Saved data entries
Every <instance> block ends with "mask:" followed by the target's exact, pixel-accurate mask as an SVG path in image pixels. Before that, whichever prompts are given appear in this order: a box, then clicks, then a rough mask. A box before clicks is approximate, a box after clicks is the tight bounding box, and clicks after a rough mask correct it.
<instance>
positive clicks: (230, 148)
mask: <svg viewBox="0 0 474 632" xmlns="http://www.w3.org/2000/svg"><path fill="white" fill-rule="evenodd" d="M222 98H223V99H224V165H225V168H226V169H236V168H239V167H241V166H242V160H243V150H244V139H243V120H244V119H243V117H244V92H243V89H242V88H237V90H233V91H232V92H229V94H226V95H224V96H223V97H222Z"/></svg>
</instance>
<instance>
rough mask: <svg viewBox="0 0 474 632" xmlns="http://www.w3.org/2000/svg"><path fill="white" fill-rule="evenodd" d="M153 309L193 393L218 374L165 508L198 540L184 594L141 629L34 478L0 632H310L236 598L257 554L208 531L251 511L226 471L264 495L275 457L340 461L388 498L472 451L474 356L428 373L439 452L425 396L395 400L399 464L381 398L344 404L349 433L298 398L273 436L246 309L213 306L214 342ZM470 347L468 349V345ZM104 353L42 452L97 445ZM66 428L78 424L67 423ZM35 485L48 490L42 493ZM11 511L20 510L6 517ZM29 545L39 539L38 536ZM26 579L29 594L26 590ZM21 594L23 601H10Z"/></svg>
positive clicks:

[YOUR INSTRUCTIONS]:
Rewrite the records above, swapping every "positive" for "foreground" and leaving everything else unchanged.

[THE ANSWER]:
Every <instance> block ends with "mask:" followed by the target's exact, pixel-accurate mask as an SVG path in image pixels. Before that, whichever prompts are given appear in this order: a box, then clicks, then a rough mask. A box before clicks is approximate, a box after clicks is the tight bounding box, and clicks after a rough mask correct it.
<instance>
foreground clicks: (230, 148)
mask: <svg viewBox="0 0 474 632" xmlns="http://www.w3.org/2000/svg"><path fill="white" fill-rule="evenodd" d="M222 98H223V99H224V165H225V168H226V169H236V168H239V167H241V166H242V160H243V150H244V139H243V120H244V119H243V117H244V92H243V89H242V88H237V90H233V91H232V92H229V94H226V95H224V96H223V97H222Z"/></svg>
</instance>
<instance>
rough mask: <svg viewBox="0 0 474 632" xmlns="http://www.w3.org/2000/svg"><path fill="white" fill-rule="evenodd" d="M153 309L193 393L218 374L165 508L198 540L184 594L141 629L34 478L0 632H310L236 598L257 554L208 531L251 511L226 471L264 495L275 457L340 461L388 498L472 451L474 356L428 373L439 452L425 396L395 400L399 464L381 398L344 404L349 433L298 398L273 436L246 309L213 306L214 342ZM470 347L468 349V345ZM104 353L42 452L97 445ZM66 428L78 424L67 423ZM35 485L48 490L42 493ZM11 511L20 510L6 517ZM29 545L39 539L38 536ZM26 579L29 594L26 590ZM21 594L23 601H10Z"/></svg>
foreground clicks:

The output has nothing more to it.